DATA SUPPLIED:
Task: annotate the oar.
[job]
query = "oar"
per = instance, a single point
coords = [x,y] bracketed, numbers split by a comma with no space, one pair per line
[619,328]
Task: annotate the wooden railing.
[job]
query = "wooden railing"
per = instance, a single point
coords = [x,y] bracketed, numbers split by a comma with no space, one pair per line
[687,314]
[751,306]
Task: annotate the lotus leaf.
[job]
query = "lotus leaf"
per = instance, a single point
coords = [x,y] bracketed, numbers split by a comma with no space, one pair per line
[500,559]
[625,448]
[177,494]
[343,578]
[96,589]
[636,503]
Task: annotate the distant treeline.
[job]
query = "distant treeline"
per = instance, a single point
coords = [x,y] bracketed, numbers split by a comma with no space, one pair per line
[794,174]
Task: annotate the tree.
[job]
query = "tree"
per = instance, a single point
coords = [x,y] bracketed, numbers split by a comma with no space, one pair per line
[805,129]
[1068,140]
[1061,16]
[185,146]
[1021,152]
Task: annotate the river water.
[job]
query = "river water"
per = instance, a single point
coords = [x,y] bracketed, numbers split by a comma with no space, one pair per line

WHAT YOU HAVE TO DO: Looking at the data above, count the lines that contain the string "query" and give only the count.

SOLUTION TO THIS EXERCISE: 6